**OBJECTIVE**. Copy out the items below, substituting "pixel coordinates" for each occurrence of "pixel coords" and leaving everything else unchanged.

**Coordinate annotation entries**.
= = = = =

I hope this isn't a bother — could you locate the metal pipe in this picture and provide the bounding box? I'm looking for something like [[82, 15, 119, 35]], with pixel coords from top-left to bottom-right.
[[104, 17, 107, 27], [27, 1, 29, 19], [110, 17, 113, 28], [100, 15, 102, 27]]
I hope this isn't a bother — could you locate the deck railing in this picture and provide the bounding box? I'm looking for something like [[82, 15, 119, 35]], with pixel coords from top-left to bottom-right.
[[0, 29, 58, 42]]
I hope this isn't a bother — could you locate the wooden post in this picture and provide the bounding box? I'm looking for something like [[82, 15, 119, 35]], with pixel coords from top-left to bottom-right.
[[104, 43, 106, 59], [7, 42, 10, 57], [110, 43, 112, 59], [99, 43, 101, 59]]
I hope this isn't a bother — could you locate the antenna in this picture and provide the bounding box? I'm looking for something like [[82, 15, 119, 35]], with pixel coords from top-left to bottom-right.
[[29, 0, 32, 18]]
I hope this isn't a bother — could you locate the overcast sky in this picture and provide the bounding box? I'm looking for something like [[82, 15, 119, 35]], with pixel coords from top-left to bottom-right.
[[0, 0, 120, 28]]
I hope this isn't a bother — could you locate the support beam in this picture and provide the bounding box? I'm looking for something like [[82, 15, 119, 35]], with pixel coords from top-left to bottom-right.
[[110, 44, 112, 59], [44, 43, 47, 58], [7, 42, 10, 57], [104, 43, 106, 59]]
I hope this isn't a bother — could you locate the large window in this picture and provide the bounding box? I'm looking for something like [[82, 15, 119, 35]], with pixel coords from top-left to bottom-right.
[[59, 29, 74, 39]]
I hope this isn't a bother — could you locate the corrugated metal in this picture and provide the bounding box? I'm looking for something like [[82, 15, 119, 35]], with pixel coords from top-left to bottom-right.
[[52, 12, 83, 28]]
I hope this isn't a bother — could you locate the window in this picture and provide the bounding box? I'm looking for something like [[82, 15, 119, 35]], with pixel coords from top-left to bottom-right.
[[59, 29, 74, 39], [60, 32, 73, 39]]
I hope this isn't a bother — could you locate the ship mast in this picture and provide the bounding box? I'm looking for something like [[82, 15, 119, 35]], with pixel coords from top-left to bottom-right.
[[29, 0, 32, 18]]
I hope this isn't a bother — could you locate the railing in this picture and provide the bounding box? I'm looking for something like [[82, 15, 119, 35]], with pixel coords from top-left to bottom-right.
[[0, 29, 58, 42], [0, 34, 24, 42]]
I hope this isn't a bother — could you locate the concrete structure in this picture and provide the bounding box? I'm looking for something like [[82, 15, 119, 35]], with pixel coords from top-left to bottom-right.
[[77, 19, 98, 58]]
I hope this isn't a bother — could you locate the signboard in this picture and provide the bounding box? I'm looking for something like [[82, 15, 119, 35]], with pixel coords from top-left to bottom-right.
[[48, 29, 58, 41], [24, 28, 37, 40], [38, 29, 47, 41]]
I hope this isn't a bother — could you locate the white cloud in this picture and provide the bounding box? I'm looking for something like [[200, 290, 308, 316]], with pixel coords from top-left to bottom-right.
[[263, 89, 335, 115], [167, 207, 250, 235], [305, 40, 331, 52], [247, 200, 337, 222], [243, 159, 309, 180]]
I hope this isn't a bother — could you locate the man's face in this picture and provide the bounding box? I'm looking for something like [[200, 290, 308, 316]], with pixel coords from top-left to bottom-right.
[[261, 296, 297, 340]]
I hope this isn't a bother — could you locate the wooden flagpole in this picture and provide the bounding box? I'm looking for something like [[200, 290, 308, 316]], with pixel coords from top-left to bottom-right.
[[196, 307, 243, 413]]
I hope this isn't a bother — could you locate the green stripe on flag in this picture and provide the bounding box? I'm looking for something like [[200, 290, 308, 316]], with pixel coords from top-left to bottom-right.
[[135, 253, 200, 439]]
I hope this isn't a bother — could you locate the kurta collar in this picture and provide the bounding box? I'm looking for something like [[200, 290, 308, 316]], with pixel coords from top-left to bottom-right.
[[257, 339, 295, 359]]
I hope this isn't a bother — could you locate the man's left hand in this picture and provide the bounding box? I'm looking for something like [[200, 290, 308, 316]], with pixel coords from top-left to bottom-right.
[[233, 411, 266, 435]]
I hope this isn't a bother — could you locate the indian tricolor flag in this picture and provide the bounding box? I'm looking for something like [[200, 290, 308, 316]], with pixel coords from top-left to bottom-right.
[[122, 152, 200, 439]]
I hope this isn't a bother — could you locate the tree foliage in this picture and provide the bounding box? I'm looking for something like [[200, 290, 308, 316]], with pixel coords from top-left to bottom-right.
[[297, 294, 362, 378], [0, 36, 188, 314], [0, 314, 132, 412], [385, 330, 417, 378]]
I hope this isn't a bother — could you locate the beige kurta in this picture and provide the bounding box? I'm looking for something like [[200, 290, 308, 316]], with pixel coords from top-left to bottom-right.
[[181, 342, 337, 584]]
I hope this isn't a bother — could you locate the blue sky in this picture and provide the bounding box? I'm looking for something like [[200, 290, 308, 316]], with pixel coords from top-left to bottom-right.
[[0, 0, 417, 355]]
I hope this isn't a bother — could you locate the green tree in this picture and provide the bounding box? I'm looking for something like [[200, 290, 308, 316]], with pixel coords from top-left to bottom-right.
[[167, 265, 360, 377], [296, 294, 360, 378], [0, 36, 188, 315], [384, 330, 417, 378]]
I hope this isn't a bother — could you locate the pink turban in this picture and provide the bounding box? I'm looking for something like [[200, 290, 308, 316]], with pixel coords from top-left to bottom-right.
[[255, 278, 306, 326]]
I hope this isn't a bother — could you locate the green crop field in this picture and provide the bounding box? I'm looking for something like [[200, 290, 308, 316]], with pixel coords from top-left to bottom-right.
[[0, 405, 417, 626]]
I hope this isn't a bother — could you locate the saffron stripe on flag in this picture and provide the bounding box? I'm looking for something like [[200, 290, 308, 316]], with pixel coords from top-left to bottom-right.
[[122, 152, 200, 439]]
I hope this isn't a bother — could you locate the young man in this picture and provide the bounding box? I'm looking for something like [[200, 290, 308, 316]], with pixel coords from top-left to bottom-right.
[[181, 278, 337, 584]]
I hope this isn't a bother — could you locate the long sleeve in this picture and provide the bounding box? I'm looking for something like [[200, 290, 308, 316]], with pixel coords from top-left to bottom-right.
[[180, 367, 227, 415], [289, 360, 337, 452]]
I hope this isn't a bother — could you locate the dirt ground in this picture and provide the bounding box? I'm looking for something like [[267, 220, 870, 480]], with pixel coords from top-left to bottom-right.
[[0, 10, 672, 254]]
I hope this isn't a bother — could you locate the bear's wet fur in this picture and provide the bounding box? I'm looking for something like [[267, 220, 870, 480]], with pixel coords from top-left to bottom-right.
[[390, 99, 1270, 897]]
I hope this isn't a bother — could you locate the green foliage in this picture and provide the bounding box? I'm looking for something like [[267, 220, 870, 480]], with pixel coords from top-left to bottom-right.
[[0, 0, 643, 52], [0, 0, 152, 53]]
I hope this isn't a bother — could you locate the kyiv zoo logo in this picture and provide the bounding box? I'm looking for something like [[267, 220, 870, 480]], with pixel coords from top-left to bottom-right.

= = = = =

**FULL ANSWER**.
I hope this isn't a bother — could you locate the metal pipe in this picture and provide the bounding box? I'm looking for something like [[82, 15, 119, 35]], with pixel coordinates from top-left to bottom-right.
[[104, 17, 107, 27], [27, 1, 29, 19], [110, 17, 113, 28], [100, 15, 102, 27]]
I hope this isn't a bother — could you locate the deck railing in this picture and provide the bounding box? I'm looking for something like [[82, 15, 119, 35]], with pixel coordinates from top-left to bottom-right.
[[0, 29, 58, 42]]
I hope this isn't a bother — could you locate the wooden post in this picture and provide the bounding box? I'm looking for something like [[82, 15, 119, 35]], with pixel coordinates from top-left to bottom-right.
[[104, 43, 106, 59], [7, 42, 10, 57], [110, 43, 112, 59], [99, 43, 101, 59]]
I hope this isn't a bother — could you locate the antenna in this picture and provide the bounding box? I'm looking for something like [[82, 15, 119, 35]], with pixel coordinates from top-left to bottom-right.
[[29, 0, 32, 18]]
I hope this isn't a bother — could you locate the overcast sky in this picture and provide the bounding box? I'm looking for something like [[82, 15, 119, 35]], with pixel coordinates from top-left to bottom-right.
[[0, 0, 120, 28]]
I hope this isn't a bother — could you locate the support beam in this picture and provide the bounding box? I'm looking for something like [[82, 15, 119, 35]], with pixel coordinates from top-left to bottom-right.
[[110, 44, 112, 59], [44, 43, 47, 58], [7, 42, 10, 57], [104, 43, 106, 59]]
I hope this isn't a bother — could you locate the large window in this picture and provide the bounding box? I'm looking for something like [[82, 15, 119, 35]], with pixel coordinates from top-left to bottom-right.
[[59, 29, 74, 39]]
I hope this isn't a bother — could you locate the corrugated metal in this picture and provide the bounding box? I'm looking for something like [[82, 15, 119, 35]], with pixel coordinates from top-left to bottom-right.
[[52, 12, 83, 28]]
I hope this isn't a bother — could you locate the window in this picture and provide the bounding box? I'm looking for something like [[82, 15, 119, 35]], with pixel coordinates from top-left to bottom-right.
[[59, 29, 74, 39], [60, 32, 73, 39]]
I hope this isn't a bother — could you locate the ship mast in this picture and provide the bounding box? I'm looking for something like [[82, 15, 119, 35]], with pixel coordinates from top-left to bottom-right.
[[29, 0, 32, 18]]
I hope this isn't a bother — could you locate the railing in this picture and provide the bounding box? I'm looking for something like [[82, 15, 119, 35]], with pixel coordinates from top-left to bottom-right.
[[0, 29, 58, 42], [0, 34, 24, 42]]
I hope this isn't a bother — could you locate the concrete structure in this picture and provide the bounding box? I'm looking for something like [[82, 15, 119, 35]], with pixel coordinates from top-left to bottom-right.
[[77, 19, 98, 58]]
I hope this isn't a bother — could you locate the signboard in this picture and provide the bounding box? I'm looking for something like [[82, 15, 119, 35]], with pixel coordinates from top-left to bottom-right.
[[48, 29, 58, 41], [24, 28, 37, 40], [38, 29, 47, 41]]
I hope this isn't a bother — could you locate the white cloud in this picture and provide the bounding box? I'm looking for something like [[200, 290, 308, 316]], with pixel coordinates from top-left to bottom-right.
[[263, 89, 335, 115], [167, 207, 250, 235], [305, 40, 331, 52], [247, 200, 337, 222], [243, 159, 309, 180]]
I hope this isn't a bother — could you locate the man's face in this picture and provide the bounding box? I'm looking for something like [[200, 290, 308, 316]], with pixel coordinates from top-left to bottom-right.
[[261, 296, 297, 340]]
I hope this isn't a bother — could you locate the wooden flagpole in this picture and provide the bounding box? I'm looking for something like [[200, 290, 308, 316]], with pixel coordinates from top-left to bottom-right.
[[196, 307, 243, 413]]
I hope this isn't a bother — could you locate the green stripe on flag in this picture and provide the bounding box? I'm looking for something like [[200, 290, 308, 316]], with pixel coordinates from top-left to bottom-right.
[[135, 253, 200, 439]]
I hope this isn't a bother — could you locate the kurta collar in this picture and provide the bounding box? I'm looking for something like [[200, 290, 308, 316]], with pixel coordinates from top-left to bottom-right.
[[257, 339, 295, 359]]
I hope this isn't a bother — could you locate the man's left hand in this picture and provide the bounding box? I'm looking for something like [[200, 290, 308, 316]], with pixel coordinates from top-left to bottom-right.
[[233, 411, 266, 435]]
I hope this isn't a bother — could you locate the indian tricolor flag in this picture and provide the bounding box? I'm looking for something like [[200, 290, 308, 316]], with pixel coordinates from top-left to bottom-right.
[[122, 152, 200, 439]]
I hope this isn't a bother — could you locate the tree foliage in this picture and provide the bounding box? I'm looking for something like [[200, 290, 308, 316]], with pixel coordinates from top-left to bottom-right.
[[297, 294, 362, 378], [0, 36, 188, 314], [0, 314, 132, 412], [385, 330, 417, 378]]
I hope this isn't a bother — could you locate the beige kurta in this picture and provide the bounding box? I'm looking for something like [[200, 290, 308, 316]], with pixel coordinates from top-left to bottom-right.
[[181, 342, 337, 584]]
I hope this isn't a bother — could you locate the blue sky in this picture and provide the bounding box? I'm looking for something like [[200, 290, 308, 316]], with pixel coordinates from top-left to bottom-right.
[[0, 0, 417, 355]]
I hope this isn't a bother — could you locate the green tree in this picture and provide the bounding box? I'm looking for something like [[200, 290, 308, 316]], with pixel coordinates from top-left to bottom-right.
[[167, 265, 360, 377], [296, 294, 360, 378], [0, 36, 188, 315], [384, 330, 417, 378]]
I hope this isn't a bother — could you locate the pink turban in this picture and provide the bounding box? I'm looking for something like [[200, 290, 308, 316]], with pixel coordinates from top-left to bottom-right.
[[255, 278, 306, 326]]
I hope this isn't a bother — could you locate the green crop field in this picture and provide the bounding box? I'm looking for something like [[200, 290, 308, 316]], with pixel coordinates from top-left to bottom-right.
[[0, 405, 417, 626]]
I hope this isn't a bother — could you locate the saffron stripe on flag in this picture and provide the bounding box? I'm looking for something like [[200, 290, 308, 316]], with pixel coordinates from top-left to bottom-right.
[[122, 152, 200, 439]]
I hope this isn't a bother — could you locate the young man in this picture and provide the bounding box? I'm looking for something like [[200, 290, 308, 316]], with pixel coordinates from top-left to bottom-right.
[[181, 278, 337, 584]]
I hope this isn't a bother — could you locate the long sleeve in this picture and provide the bounding box? I'm looking for something like [[200, 290, 308, 316]], with pixel coordinates from top-left to bottom-right.
[[180, 367, 227, 415], [289, 360, 337, 452]]
I hope this isn't a bother — could you locate the dirt ground in this picture and provide the bounding box? I'm looking for something like [[267, 220, 870, 480]], with pixel coordinates from top-left to bottom-right.
[[0, 10, 672, 254]]
I hope this isn't a bother — could you locate the bear's wet fur in this picture and provide the bounding box? I'm looking for something like [[267, 220, 870, 480]], with pixel coordinates from top-left to bottom-right.
[[390, 99, 1270, 897]]
I hope this isn't a bother — could you locate the green foliage in this picture and provide the bounding box? I'm looking for something like [[267, 220, 870, 480]], with pixel coordinates from top-left to bottom-right.
[[0, 0, 643, 52], [0, 0, 152, 53]]
I hope this isn't a bother — could you locate the kyiv zoo logo in this picture and provide the bounding box? I'm looking for something like [[267, 220, 870, 480]], with pixel coordinates from top-left to bottom-right.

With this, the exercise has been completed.